Relevez, s'il vous plaît, tous les pays nommés dans l'extrait sur le coronavirus ci-dessous, en citant chacun une seule fois.

◆ **Extrait du document**:
'''

Les gens qui disent cela ne disposent pas d’informations complètes. Ils croient surtout dans ce qui est écrit sur Internet. Ils comparent les taux de mortalité liés à différentes maladies à un moment où l’infection par le coronavirus est encore en train de se renforcer dans de nombreux pays. Les experts sérieux ne peuvent pas aujourd’hui évaluer toutes les conséquences de ce qui se passe, mais il est clair pour eux qu’une telle épidémie n’a jamais eu lieu depuis longtemps – c’est un nouveau virus non étudié : très contagieux, car il se transmet par les aérosols (des gouttelettes dans l’air).

Des précautions aussi draconiennes ne peuvent s’expliquer par l’intérêt de quiconque, par une conspiration prétendue de fonctionnaires – tous les pays du monde subiront d’énormes dégâts à cause de la quarantaine. Il ne peut y avoir qu’une seule raison de mettre en risque le bien-être de milliards de personnes : le danger objectif du coronavirus.

Il n’existe pas encore de remède, il n’y a pas de vaccin, de nombreux médecins ont été infectés et sont morts, même s’ils ont essayé de respecter toutes les mesures de sécurité. Les médecins se sacrifient aujourd’hui pour notre vie et notre santé.

Regardez ce qui se passe en Espagne, en Italie, au Royaume-Uni et aux États-Unis. En Chine, le seul moyen de réduire le nombre de maladies était la quarantaine la plus brutale. Et en Italie, les médecins pleurent et disent : « Je dois décider qui vit et qui ne vivra pas ».

C’est une maladie très dangereuse et si nous ne réagissons avec les mesures de prudence prescrites, elle sera encore pire qu’en Italie. Vous pensez vraiment que les 10% de la mortalité n’est qu’une plaisanterie ?
Croyez-moi, il ne s’agit pas seulement d’une d’infection respiratoire virale : selon les statistiques, un patient atteint d’infection respiratoire virale ou de grippe contamine moins de personnes autour de lui qu’un patient atteint de coronavirus. Quelqu’un a peut-être manqué ces informations en provenance de Corée du Sud sur la « patiente 31 ». Celle-ci, atteinte du coronavirus, était une paroissienne du culte Shincheonji de « l’Église de Jésus », et ignorait sa maladie. Elle s’est rendue dans plusieurs lieux publics en trois jours, infectant des centaines de personnes. Parmi les personnes infectées, 544 sont tombées malades et les 9 000 autres ont été mises en quarantaine.

Une seule personne a contaminé plusieurs centaines de personnes. Le fait est que certaines personnes propagent des virus de manière plus intense. Les scientifiques ne savent pas pourquoi cela se produit – ils étudient toujours cette question, ainsi que le virus lui-même – il se comporte différemment partout, apparemment, il change et mute rapidement.

'''

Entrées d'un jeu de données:

'''

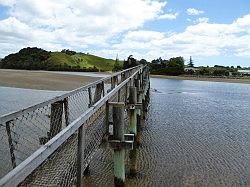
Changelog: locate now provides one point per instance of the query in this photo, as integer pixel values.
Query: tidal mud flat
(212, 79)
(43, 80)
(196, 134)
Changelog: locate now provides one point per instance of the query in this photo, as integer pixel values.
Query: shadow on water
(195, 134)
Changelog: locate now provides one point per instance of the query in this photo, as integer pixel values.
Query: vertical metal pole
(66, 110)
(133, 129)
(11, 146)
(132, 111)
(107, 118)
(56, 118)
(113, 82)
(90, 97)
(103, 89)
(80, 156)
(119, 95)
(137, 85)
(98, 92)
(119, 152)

'''
'''

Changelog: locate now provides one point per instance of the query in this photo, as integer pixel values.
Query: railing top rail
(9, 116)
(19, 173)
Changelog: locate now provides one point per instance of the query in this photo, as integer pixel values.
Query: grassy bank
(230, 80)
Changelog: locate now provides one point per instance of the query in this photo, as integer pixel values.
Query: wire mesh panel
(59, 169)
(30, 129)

'''
'''

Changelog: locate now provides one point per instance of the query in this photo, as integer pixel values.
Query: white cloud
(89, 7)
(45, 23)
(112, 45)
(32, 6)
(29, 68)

'''

◆ **Corrigé**: Espagne, Italie, Royaume-Uni, États-Unis, Chine, Corée du Sud